Location annotation dataset excerpts
** begin **
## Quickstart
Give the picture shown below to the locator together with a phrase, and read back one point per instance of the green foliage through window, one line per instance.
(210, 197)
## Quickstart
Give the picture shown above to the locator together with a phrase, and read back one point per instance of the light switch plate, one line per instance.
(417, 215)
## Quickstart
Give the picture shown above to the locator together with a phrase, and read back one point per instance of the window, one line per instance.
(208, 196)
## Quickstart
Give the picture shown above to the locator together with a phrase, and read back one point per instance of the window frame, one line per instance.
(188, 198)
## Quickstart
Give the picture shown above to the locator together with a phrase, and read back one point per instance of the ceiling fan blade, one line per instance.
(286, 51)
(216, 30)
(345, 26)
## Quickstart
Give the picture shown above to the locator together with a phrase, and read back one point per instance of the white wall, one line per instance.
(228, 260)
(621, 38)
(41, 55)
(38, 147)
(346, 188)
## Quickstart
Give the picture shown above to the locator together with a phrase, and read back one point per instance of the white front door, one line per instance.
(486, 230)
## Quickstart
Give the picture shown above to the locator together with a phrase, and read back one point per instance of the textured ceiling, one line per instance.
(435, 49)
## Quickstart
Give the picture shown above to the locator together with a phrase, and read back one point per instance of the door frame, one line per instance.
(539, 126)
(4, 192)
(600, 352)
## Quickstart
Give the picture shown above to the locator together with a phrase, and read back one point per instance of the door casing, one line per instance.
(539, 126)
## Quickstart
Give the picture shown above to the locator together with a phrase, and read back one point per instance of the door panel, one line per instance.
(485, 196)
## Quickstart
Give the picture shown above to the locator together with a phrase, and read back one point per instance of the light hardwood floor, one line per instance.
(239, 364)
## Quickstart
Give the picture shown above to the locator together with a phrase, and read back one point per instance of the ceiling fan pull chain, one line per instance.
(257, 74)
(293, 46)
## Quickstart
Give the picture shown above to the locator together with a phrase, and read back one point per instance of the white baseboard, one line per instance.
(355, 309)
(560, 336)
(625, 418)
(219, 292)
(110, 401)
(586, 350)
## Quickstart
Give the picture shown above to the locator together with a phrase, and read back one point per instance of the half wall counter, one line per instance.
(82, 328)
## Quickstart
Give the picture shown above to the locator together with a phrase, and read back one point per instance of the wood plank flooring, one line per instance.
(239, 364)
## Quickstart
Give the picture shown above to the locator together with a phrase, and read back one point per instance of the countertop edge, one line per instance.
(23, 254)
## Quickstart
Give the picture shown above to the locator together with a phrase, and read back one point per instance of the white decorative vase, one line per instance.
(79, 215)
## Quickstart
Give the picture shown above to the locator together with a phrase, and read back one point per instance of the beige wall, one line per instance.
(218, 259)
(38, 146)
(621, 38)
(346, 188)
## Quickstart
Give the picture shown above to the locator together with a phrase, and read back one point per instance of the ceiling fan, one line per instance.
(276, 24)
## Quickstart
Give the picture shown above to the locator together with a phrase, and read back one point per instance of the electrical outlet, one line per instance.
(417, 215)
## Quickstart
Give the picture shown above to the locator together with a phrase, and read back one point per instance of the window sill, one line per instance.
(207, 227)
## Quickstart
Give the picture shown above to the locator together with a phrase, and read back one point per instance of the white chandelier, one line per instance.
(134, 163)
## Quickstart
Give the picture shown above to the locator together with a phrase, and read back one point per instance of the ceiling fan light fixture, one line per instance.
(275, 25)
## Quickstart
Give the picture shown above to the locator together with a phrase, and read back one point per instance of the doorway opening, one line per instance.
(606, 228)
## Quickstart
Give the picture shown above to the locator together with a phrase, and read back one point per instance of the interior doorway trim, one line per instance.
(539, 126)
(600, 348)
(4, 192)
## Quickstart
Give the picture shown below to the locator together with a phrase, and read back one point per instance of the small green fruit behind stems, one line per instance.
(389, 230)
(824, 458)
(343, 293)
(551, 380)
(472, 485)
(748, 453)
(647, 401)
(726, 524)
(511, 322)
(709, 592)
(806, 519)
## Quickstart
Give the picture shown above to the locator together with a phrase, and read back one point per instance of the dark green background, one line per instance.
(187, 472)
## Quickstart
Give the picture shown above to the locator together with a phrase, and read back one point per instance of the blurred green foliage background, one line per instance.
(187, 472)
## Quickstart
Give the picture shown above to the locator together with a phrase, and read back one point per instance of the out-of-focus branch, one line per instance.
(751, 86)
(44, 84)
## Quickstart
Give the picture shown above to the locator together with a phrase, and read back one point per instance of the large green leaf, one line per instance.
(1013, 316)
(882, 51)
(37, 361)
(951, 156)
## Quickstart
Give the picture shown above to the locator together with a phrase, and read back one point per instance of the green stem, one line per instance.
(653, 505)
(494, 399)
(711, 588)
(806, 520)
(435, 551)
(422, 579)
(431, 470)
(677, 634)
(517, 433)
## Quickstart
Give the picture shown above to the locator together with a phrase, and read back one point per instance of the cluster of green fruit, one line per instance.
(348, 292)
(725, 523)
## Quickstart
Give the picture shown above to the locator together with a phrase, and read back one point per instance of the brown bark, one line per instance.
** end **
_GIVEN EXERCISE:_
Extract the listing in its entirety and repeat it exactly.

_EXPECTED ANSWER:_
## Quickstart
Give the picture shown below to the locator together with a phrase, and read back one point per instance of the green foliage through window, one line per instance.
(210, 197)
## Quickstart
Give the picture shown above to the locator together with a phrase, and read back one point per instance of the light switch plate, one line per instance.
(417, 215)
## Quickstart
Give the picture shown above to the locator together with a phrase, and read back one point per instance of the window, one line per instance.
(208, 196)
## Quickstart
Give the picture shown above to the locator together with a phrase, and read back one point per instance of the window frame, one line per instance.
(188, 198)
## Quickstart
Give the picture shown above to the locator together with a phrase, and read back one point per instance of the ceiling fan blade, one line per instance.
(286, 51)
(216, 30)
(345, 26)
## Quickstart
Give the picture shown above to the locator together with a phrase, and read back one point per instance of the white wall, one line per instance.
(228, 260)
(621, 38)
(41, 55)
(38, 147)
(346, 188)
## Quickstart
Give the picture shown above to the locator together with a phrase, and read back one point per instance of the white front door, one line per instance.
(486, 230)
## Quickstart
Give the picture shown above to the locator together with a phrase, and read back one point per instance of the textured ceiling, one line per instance.
(435, 49)
## Quickstart
Give the picture shown above to the locator together with a phrase, and read back one point per instance of the door frame, one line per instance.
(539, 126)
(4, 192)
(600, 352)
## Quickstart
Give the picture shown above to the locator together with a phrase, and read back one point per instance of the door casing, one line per instance.
(539, 126)
## Quickstart
Give the picture shown above to the locator together with a phrase, and read back one point per instance of the door panel, one line per instance.
(485, 196)
## Quickstart
Give the picture shown above to the locator together with a phrase, and read back one point per instance of the light hardwood floor, one line per instance.
(239, 364)
## Quickstart
Give the picture shown above to the locator together with a phrase, and read back one point per instance of the ceiling fan pull chain, one line per instance.
(257, 74)
(293, 46)
## Quickstart
Give the picture shown above to the locator together with a phrase, and read back one point per instance of the white baseboard, one line per instance.
(355, 309)
(560, 336)
(625, 418)
(219, 292)
(110, 401)
(586, 350)
## Quickstart
Give the picture shown above to the locator together with a phrase, and read back one point per instance of the half wall counter, one line per instance.
(82, 328)
## Quickstart
Give the picture shown above to the locator together with a phrase, and read back one point per instance of the wood plank flooring, one line per instance.
(239, 364)
## Quickstart
Give the picture shown above to the locator together with a phrase, and read back one point per instance of the countertop edge, one line per instance.
(23, 254)
## Quickstart
Give the picture shown above to the locator together with a phrase, and read back one point per instance of the white decorative vase, one line per instance.
(79, 215)
## Quickstart
Give the picture shown above to the locator together with a phrase, and read back one point per instance of the beige wall, one line per instance.
(218, 259)
(38, 146)
(621, 38)
(346, 188)
## Quickstart
Give the picture shown above to the locator together with a phrase, and read back one point per instance of the ceiling fan, one line per instance.
(276, 24)
## Quickstart
Give the picture shown above to the locator together with a phrase, and read back one point per instance of the electrical outlet, one line per instance.
(417, 215)
## Quickstart
Give the picture shown above to the locator together with a phrase, and read back one point per instance of the window sill, one line per instance.
(207, 227)
## Quickstart
Give the picture shown above to the locator together with a phrase, and read back one point per instance of the white chandelier, one line per instance.
(134, 163)
## Quickstart
Give the picture shown above to the locator together with a phrase, and read back one point per instance of the ceiling fan light fixture, one line per instance.
(275, 25)
## Quickstart
Give the picture shown above to the locator together with a phrase, and read back one point per instance of the doorway opening, one line per instance.
(606, 228)
## Quickstart
Give the picture shown above to the locator together with a phrase, and read back one point per instance of the interior doorway trim, one line per instance.
(539, 126)
(600, 348)
(4, 192)
## Quickstart
Give the picture shown below to the locator together with a phrase, and read back one point per instance of the small green fruit behind stems, one line per instance.
(389, 230)
(824, 458)
(343, 293)
(551, 380)
(472, 485)
(748, 453)
(647, 401)
(726, 524)
(511, 322)
(709, 592)
(806, 519)
## Quickstart
Give the picture shown above to the locator together with a phrase, and read back one point per instance of the dark green background, one line per instance.
(187, 472)
## Quickstart
Give the picture shown above to the locator together with a phrase, and read back one point per instance of the blurred green foliage background, one line per instance.
(187, 472)
## Quickstart
Give the picture shown above to the locator together with a phrase, and read back one point per instance of the out-of-focus branch, one line per instance.
(751, 86)
(44, 84)
## Quickstart
Give the picture shown above to the locator together with a phrase, and read back one point per instance of the large green leaf, one line per instance.
(1013, 316)
(882, 51)
(37, 361)
(951, 156)
## Quickstart
Give the picture shown above to the locator together with a phrase, and read back one point per instance of the green stem, one line per instance.
(653, 505)
(494, 399)
(711, 588)
(806, 520)
(435, 551)
(422, 579)
(431, 470)
(677, 634)
(517, 433)
## Quickstart
Give the picture shown above to the locator together with a phrase, and read back one point per instance of the cluster of green fruit, one line per instance.
(348, 292)
(725, 523)
## Quickstart
Give the picture shown above to the locator together with a phrase, and read back one point per instance of the brown bark, one line per instance.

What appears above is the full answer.